Please output the following records exactly. Leave every image out.

━━━ GIVEN INFORMATION ━━━

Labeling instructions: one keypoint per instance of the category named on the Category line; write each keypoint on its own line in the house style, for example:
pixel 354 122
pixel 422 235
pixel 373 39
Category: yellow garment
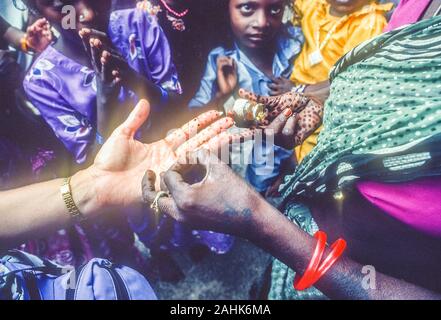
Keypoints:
pixel 351 30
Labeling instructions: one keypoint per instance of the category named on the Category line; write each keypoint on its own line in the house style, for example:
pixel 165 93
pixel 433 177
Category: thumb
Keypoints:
pixel 136 119
pixel 245 94
pixel 174 181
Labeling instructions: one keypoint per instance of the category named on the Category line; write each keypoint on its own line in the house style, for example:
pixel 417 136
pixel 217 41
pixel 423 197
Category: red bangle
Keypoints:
pixel 315 272
pixel 338 247
pixel 304 282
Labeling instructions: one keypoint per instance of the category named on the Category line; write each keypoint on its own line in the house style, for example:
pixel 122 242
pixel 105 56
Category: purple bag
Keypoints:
pixel 27 277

━━━

**SOLUTION BELOW:**
Labeling instructions: one keypoint per instance of the category named on the Category line; write each keypoint on its own line in the house style, for example:
pixel 354 122
pixel 422 235
pixel 373 39
Category: yellow garment
Keypoints:
pixel 351 30
Labeling instructions: one keypoint per instance of the category named on the Category line; write each keypoint on its own line in the house style, for example:
pixel 165 93
pixel 433 177
Category: thumb
Keypoints:
pixel 136 119
pixel 245 94
pixel 174 181
Labeling instructions: one keypoint per instance of the category named on the Category line; write each keypoint on its own line in the house style, for example:
pixel 417 136
pixel 217 41
pixel 423 197
Category: red bangle
Keypoints:
pixel 315 272
pixel 338 247
pixel 304 282
Labeling instructions: one keypoint per instance of the category named on the Category line; write each keypoint on its own line in the house style, for example:
pixel 122 242
pixel 105 56
Category: purple bag
Keypoints:
pixel 27 277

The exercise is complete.